(Your task): Look through the entries for the string "with" and copy every line where it shows up.

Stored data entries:
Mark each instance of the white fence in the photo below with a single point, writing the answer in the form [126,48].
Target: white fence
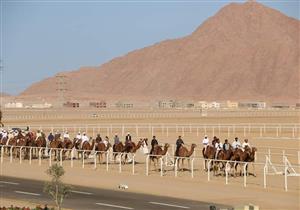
[266,169]
[291,131]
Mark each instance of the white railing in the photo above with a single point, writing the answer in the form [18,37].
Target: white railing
[60,156]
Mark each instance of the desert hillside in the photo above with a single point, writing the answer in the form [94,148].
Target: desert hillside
[244,52]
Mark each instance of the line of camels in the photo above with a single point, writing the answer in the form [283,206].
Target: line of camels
[158,152]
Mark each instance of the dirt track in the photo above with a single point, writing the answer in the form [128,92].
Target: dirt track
[198,188]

(Your solution):
Mark each instance of the white fence in the photo below with a single point, writing the answer in the form [126,48].
Mark each instance of the white railing in the photo above with a single point, writing the answer in the form [18,37].
Mark each instance of the desert hillside in the photo above with a single point, writing the answer in the form [94,148].
Mark each instance of the line of camels in the photo above with a single point, writing the answer in the form [283,206].
Mark each instance of the dirt track in the photo above with a single point, writing the answer in the form [128,92].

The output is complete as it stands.